— Selected extract —
◆ ◆ ◆ ◆

An Overview of a Changing Online Marketplace
Today the prospect of utilizing big data more widely to assist businesses in competing in the global marketplace generates considerable excitement. For the first time in human history, many processes now lend themselves to real time analysis and prediction. How will this new landscape impact companies in the near future? Very likely, the transformation will usher in an era of automation and streamlined processes unimaginable to previous generations of entrepreneurs.
Automating Information Flows
From the standpoint of conventional business practices, the advantages of big data offer an almost surreal commercial climate. Yet it remains important to consider that the Internet itself would have struck people from the early Twentieth Century as incredible and perhaps unrealistic.
To imagine offices located on distant continents exchanging emails in a matter of seconds defied the comprehension of most business leaders just a few generations ago. Commerce- even international trade- simply operated at a much slower pace. Snail mail ruled. Today, remote conferencing capabilities routinely allow face-to-face cyber meetings and the exchange of information in real time between branch offices located across vast distances. Technology has altered expectations about the exchange of information.

◆ ◆ ◆ ◆

— Pointing data for regions —

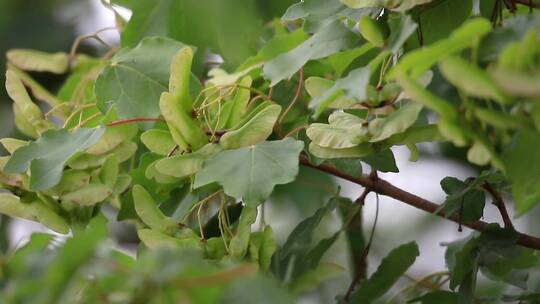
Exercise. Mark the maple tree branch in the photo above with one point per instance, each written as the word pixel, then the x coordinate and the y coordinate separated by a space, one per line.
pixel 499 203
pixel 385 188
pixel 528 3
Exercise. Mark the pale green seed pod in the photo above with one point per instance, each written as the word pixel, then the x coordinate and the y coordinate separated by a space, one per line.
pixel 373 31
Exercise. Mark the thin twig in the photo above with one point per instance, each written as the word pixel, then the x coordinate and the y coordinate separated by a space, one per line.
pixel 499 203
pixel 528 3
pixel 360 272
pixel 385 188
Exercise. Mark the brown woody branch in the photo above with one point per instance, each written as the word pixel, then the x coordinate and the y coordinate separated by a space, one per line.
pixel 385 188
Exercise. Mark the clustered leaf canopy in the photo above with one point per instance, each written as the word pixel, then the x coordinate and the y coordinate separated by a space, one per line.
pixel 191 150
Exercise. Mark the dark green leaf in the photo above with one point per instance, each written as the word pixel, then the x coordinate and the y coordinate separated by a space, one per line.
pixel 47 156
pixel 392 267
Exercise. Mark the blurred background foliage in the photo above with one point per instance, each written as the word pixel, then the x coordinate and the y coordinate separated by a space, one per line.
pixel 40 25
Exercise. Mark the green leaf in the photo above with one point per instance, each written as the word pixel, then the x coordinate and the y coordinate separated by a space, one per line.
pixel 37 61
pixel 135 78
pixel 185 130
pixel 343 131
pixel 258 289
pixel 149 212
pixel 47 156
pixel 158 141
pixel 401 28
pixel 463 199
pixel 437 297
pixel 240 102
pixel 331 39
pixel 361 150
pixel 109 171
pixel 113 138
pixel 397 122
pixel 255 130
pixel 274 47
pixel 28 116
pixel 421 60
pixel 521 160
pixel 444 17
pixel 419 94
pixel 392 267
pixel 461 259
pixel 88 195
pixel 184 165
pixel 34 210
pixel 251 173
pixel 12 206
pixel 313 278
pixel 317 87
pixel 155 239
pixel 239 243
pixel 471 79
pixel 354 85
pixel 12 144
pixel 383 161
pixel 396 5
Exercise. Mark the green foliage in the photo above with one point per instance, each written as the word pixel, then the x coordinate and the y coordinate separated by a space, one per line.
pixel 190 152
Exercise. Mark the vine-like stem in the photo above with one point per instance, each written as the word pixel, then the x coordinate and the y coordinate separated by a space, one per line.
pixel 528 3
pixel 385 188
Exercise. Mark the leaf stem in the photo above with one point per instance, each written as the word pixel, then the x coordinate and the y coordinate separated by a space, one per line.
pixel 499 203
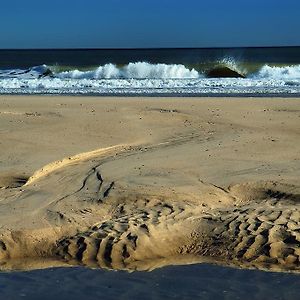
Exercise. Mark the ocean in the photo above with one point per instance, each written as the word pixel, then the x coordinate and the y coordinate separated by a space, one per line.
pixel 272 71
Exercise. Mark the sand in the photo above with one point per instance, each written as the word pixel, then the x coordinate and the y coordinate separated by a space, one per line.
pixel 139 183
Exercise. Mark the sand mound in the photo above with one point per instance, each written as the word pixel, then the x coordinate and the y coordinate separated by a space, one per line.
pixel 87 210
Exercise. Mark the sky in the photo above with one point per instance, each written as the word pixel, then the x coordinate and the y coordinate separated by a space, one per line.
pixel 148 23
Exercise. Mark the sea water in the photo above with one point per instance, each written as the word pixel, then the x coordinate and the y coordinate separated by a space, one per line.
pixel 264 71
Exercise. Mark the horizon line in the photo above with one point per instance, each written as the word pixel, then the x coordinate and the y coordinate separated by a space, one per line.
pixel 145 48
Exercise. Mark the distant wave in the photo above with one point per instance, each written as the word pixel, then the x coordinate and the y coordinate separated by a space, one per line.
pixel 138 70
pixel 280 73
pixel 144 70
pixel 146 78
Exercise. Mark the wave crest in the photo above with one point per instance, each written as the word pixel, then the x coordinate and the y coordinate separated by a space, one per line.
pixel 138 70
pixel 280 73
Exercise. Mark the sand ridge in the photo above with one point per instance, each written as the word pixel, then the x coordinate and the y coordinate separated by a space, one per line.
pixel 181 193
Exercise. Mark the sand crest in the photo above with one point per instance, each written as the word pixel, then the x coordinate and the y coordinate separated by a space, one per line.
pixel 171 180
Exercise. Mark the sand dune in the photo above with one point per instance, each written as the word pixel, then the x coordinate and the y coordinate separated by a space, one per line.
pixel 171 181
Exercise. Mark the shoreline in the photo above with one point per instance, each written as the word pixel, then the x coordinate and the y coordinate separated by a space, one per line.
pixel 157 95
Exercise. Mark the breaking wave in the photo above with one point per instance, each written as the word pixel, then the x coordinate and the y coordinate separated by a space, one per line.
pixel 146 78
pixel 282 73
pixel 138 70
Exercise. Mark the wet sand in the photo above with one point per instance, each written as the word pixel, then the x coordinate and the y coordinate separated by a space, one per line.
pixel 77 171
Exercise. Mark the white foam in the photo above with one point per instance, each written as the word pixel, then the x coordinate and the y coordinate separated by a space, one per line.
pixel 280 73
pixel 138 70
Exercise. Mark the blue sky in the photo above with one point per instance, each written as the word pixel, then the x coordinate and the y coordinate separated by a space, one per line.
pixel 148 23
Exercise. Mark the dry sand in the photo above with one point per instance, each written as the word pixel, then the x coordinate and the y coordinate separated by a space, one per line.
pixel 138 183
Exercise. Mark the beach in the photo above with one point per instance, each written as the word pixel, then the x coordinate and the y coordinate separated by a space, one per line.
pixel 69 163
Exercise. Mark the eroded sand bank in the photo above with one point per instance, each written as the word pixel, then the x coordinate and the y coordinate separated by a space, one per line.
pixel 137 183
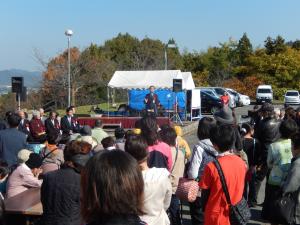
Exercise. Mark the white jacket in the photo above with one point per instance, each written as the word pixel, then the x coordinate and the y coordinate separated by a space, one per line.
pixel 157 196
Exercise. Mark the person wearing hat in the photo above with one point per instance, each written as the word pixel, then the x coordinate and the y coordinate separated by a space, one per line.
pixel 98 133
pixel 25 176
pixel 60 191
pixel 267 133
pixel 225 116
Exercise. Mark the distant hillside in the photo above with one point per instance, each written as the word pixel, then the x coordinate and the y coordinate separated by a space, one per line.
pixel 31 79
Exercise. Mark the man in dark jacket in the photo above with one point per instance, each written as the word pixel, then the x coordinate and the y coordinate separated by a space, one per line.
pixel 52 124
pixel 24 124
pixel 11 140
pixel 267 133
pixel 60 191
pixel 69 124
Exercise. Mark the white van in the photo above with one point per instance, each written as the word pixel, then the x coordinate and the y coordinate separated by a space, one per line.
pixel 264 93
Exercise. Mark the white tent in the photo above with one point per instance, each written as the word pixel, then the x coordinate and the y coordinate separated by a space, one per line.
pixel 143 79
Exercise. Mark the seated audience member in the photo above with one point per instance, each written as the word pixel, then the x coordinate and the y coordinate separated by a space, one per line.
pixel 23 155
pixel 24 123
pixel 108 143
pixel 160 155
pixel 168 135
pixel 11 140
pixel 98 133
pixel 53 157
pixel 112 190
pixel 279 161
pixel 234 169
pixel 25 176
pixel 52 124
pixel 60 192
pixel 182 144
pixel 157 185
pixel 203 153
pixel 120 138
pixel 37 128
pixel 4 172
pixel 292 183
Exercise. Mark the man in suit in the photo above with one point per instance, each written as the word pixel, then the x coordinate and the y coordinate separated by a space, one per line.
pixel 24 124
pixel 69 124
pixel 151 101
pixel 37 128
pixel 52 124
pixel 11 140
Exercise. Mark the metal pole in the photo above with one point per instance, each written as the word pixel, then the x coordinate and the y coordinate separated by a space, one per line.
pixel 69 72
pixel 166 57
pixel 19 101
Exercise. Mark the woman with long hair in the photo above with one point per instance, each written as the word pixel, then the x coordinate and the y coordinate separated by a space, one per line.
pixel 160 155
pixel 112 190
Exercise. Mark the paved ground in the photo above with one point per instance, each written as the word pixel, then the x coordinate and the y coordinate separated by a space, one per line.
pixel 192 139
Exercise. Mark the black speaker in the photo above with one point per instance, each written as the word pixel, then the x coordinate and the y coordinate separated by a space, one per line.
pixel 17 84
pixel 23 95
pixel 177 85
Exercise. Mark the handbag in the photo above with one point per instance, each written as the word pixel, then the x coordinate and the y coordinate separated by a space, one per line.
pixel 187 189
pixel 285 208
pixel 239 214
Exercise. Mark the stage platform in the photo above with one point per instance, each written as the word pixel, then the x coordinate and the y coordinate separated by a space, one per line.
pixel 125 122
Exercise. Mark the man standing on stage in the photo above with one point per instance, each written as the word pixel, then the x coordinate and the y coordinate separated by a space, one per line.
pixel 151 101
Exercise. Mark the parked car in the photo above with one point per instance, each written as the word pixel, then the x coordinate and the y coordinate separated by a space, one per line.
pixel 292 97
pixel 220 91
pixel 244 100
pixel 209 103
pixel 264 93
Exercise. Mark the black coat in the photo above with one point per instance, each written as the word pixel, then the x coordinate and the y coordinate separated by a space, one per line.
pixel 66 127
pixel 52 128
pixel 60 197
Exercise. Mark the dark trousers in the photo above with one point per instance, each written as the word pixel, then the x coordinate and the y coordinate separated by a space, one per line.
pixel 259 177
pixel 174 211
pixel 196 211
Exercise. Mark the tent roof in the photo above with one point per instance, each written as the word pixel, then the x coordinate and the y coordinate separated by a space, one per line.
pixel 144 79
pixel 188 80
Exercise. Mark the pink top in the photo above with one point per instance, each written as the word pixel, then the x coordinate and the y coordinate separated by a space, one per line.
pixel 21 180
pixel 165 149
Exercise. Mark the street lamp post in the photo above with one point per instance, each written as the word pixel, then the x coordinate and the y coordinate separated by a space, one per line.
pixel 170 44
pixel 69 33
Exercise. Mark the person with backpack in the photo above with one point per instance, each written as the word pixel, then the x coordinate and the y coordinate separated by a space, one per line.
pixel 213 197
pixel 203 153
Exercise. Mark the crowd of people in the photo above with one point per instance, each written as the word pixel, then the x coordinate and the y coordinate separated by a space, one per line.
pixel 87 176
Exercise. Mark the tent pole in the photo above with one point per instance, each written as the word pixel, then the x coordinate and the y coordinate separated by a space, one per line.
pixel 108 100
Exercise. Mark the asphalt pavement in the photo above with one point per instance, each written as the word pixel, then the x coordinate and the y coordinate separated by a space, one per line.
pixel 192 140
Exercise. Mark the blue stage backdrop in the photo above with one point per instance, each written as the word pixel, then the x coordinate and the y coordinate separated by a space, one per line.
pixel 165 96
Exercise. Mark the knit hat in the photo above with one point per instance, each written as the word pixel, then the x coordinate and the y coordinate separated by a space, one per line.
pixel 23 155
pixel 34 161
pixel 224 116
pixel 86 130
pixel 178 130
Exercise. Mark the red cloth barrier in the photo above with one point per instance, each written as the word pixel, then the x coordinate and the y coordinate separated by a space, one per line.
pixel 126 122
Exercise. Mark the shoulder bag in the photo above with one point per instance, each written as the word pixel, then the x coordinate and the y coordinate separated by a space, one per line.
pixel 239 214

◆ ◆ ◆ ◆

— Required action —
In the text on big data and business, rewrite the part from "To imagine offices" to "exchange of information.", swapping "Snail mail" for "Paper letters".

— Completed exercise —
To imagine offices located on distant continents exchanging emails in a matter of seconds defied the comprehension of most business leaders just a few generations ago. Commerce- even international trade- simply operated at a much slower pace. Paper letters ruled. Today, remote conferencing capabilities routinely allow face-to-face cyber meetings and the exchange of information in real time between branch offices located across vast distances. Technology has altered expectations about the exchange of information.